Exercise directions
Restate every entry word for word.

Natural-language object grounding data
========================================
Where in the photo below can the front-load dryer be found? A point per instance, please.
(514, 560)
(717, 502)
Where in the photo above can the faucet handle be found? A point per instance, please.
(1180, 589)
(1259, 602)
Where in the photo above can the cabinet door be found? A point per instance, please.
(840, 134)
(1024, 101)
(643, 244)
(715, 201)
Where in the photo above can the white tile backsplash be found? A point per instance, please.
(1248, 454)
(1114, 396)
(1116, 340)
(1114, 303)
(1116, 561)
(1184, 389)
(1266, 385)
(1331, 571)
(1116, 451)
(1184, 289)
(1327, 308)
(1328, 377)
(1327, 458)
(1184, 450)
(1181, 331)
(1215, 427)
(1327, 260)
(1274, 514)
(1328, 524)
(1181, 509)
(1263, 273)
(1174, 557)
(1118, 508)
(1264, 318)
========================================
Task output
Where in the photo below can the front-load dryer be found? A point per instance, please.
(514, 560)
(717, 502)
Where in the photo above can the faucet handle be found? A point per instance, please.
(1180, 589)
(1259, 602)
Where in the photo above can the cabinet door be found? A point per instance, please.
(840, 134)
(1024, 101)
(643, 244)
(715, 201)
Where in the photo above can the white tile backsplash be found? A point per instance, please.
(1248, 454)
(1114, 396)
(1116, 340)
(1114, 303)
(1116, 561)
(1184, 389)
(1266, 385)
(1331, 571)
(1116, 451)
(1184, 289)
(1327, 308)
(1328, 377)
(1327, 458)
(1184, 450)
(1181, 331)
(1215, 427)
(1327, 260)
(1274, 514)
(1328, 524)
(1181, 509)
(1263, 273)
(1174, 557)
(1118, 508)
(1264, 318)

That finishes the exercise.